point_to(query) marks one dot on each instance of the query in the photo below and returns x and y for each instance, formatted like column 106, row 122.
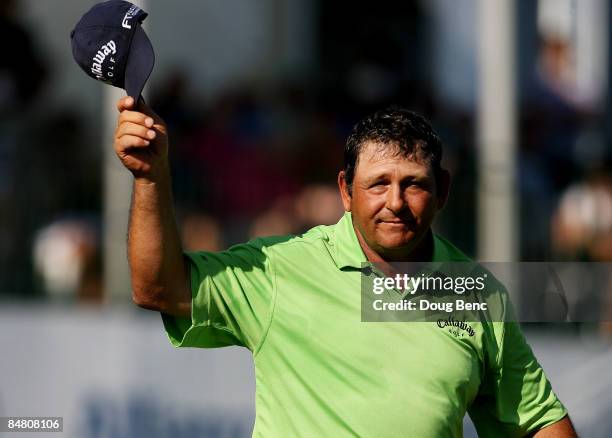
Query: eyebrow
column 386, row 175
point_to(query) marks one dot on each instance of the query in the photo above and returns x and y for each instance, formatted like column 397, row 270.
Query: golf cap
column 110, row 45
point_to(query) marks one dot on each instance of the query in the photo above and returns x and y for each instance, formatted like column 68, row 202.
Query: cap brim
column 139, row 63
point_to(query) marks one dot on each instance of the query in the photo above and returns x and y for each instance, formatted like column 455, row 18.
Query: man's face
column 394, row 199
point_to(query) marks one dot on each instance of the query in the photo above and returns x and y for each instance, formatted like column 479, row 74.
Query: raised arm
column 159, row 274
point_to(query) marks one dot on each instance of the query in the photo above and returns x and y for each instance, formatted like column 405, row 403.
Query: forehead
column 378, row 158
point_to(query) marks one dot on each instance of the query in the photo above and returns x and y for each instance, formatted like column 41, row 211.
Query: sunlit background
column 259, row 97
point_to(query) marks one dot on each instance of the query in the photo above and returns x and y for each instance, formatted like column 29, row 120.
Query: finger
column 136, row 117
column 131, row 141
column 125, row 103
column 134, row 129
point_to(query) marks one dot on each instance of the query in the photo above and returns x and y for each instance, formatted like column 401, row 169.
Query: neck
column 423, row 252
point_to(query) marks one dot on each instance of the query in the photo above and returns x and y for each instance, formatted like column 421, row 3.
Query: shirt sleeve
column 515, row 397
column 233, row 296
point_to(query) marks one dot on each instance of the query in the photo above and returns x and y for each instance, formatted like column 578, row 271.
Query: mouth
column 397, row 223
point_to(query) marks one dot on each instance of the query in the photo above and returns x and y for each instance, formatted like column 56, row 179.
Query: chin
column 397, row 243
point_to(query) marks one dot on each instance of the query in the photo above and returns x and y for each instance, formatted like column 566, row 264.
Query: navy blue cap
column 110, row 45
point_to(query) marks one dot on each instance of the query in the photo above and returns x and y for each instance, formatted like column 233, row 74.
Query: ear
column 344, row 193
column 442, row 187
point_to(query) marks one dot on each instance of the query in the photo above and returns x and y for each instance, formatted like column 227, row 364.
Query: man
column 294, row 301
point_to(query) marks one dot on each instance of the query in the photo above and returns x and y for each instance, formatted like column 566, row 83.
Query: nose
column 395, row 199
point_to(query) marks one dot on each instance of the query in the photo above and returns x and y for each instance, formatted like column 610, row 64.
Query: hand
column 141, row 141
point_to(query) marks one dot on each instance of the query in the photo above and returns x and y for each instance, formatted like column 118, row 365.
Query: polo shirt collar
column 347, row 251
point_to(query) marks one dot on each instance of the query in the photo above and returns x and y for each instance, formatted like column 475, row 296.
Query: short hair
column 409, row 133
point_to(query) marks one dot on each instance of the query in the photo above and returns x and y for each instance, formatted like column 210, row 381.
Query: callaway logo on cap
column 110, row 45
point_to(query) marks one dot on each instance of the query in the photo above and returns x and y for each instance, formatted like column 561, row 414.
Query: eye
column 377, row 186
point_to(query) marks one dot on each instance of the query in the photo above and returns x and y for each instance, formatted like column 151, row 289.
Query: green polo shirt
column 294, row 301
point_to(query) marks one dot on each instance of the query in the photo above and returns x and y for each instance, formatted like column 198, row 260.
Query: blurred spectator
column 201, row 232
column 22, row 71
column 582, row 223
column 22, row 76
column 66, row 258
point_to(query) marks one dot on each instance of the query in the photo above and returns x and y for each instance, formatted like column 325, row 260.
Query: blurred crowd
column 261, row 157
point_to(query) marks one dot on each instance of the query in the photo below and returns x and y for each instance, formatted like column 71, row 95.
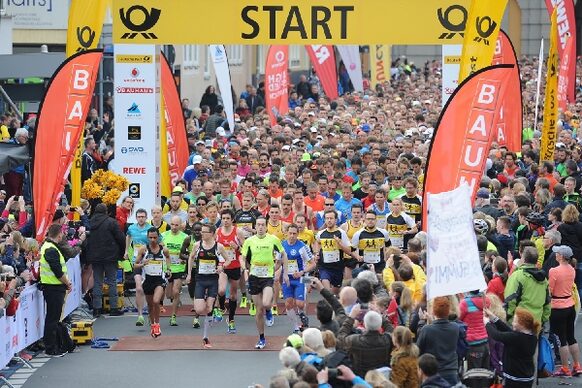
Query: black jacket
━━━━━━━━━━━━━━━━
■ SHORT TASK:
Could you give all the rows above as a numbered list, with blank lines dropped and the pictures left out?

■ WORKED ANSWER:
1. point_to(query) marks one dot on each instance of the query in the photo below and returns x and y for each instance, formatted like column 106, row 122.
2. Query: eyebrow
3. column 386, row 175
4. point_to(query) marks one dot on each instance of the query in the photo above and returns x and y for each instance, formatted like column 397, row 270.
5. Query: golf cap
6. column 110, row 45
7. point_to(query) marks one dot on each instance of the query in the photo above and returns x and y for each instance, formatted like column 68, row 202.
8. Query: cap brim
9. column 139, row 63
10. point_to(query) marks one dot on each instance of the query in the photo above and returns x and y for each instance, formatted like column 455, row 18.
11. Query: man's face
12. column 394, row 199
13. point_to(query) marks one dot on each instance of the query in the photo above and returns x and y for each instance, formatted like column 479, row 74.
14. Query: raised arm
15. column 159, row 274
16. point_to(query) marks one dot on each instance of the query in the photo above and returns x and y for each instance, formatted like column 405, row 403.
17. Query: forehead
18. column 378, row 158
19. point_to(query) marks one dot on each instance of the query in the photo above and returns x and y for each instance, formatted like column 41, row 211.
20. Query: sunlit background
21. column 259, row 97
22. point_to(query) marks one dot on each instance of the query in the photo above and returns x and y for each instance, formatted like column 29, row 120.
23. Query: finger
24. column 136, row 117
25. column 131, row 141
26. column 125, row 103
27. column 134, row 129
28. point_to(query) marks one dot on each instance of the query in the photo above and returns x and y for each instance, formatted like column 401, row 169.
29. Query: neck
30. column 423, row 252
31. point_to(query) marks one dot on each instance of the query in the photo above and returns x and y for each instance, formatted like column 421, row 3.
32. Query: shirt sleeve
33. column 515, row 397
34. column 233, row 296
35. point_to(query) marks one dot on each instance of the query in the photo above and returns x and y for each instance, formatted like column 578, row 271.
36. Query: mouth
37. column 397, row 223
38. point_to(query) marks one dot on each instance of the query in the photo above and returns x and y for each instance, formatted like column 56, row 179.
39. Query: chin
40. column 397, row 243
41. point_to(query) marks one dot on each instance of the query in the photo above and returns x and y for each instance, formatted like column 566, row 264.
42. Query: navy blue cap
43. column 110, row 45
44. point_to(query) marks one dot on each instance of the query in the photo above and returns x and y for each instance, formatted like column 233, row 74.
45. Query: ear
46. column 344, row 193
47. column 442, row 187
48. point_to(query) marks one dot on each instance of the query in the photo above and returns x and y for each instance, formatted like column 227, row 364.
49. Query: man
50. column 294, row 301
51. point_to(query) marks one dot on each instance of the query in the photo above and returns x and y for each instance, formatted like column 566, row 83.
52. Query: nose
53. column 395, row 199
54. point_to(query) marks one dot on each instance of the query in the photo above and returns x and y for each instance, formatted like column 610, row 64.
55. Query: hand
56. column 141, row 141
57. point_to(query) marks one dot on each instance of the query in the photo above and returns x and y for each instance, formatted like column 118, row 365.
58. Query: polo shirt collar
59. column 347, row 251
60. point_to(query) marks one dot on each instance of the query in the photo above and returns x and y for each instance, formatted like column 475, row 296.
61. Query: short hair
62. column 409, row 133
63. point_to(query) marks one dot on each instance of the query in the photo above and returns x and y for each instance, formatted like column 210, row 381.
64. Query: callaway logo on cap
65. column 110, row 45
66. point_to(query) marks one dot on each instance of the query in the photo above and returns x and y for each instance, formatted like column 561, row 414.
67. Query: eye
68. column 377, row 186
69. point_to(query) marks one dot on each instance of the query in the photo above and returns x and y for each instance, formatted like column 151, row 289.
70. Query: green polo shirt
71. column 294, row 301
72. point_to(query) marks one dot on each instance of the query in the photo above and returns x and y for each instance, formatted like column 198, row 260.
73. Query: blurred spectator
74. column 201, row 232
75. column 22, row 71
76. column 582, row 223
77. column 22, row 76
78. column 66, row 258
79. point_to(query) marks one dot on each instance of the query in the photo above and returns x and y for each instance, formatted like column 325, row 260.
80. Query: blurred crowd
81. column 261, row 157
82. point_to(query) marks one dot on each instance of the query in the photo below and returns x and y for each instance, formatted like column 71, row 95.
83. Query: black jacket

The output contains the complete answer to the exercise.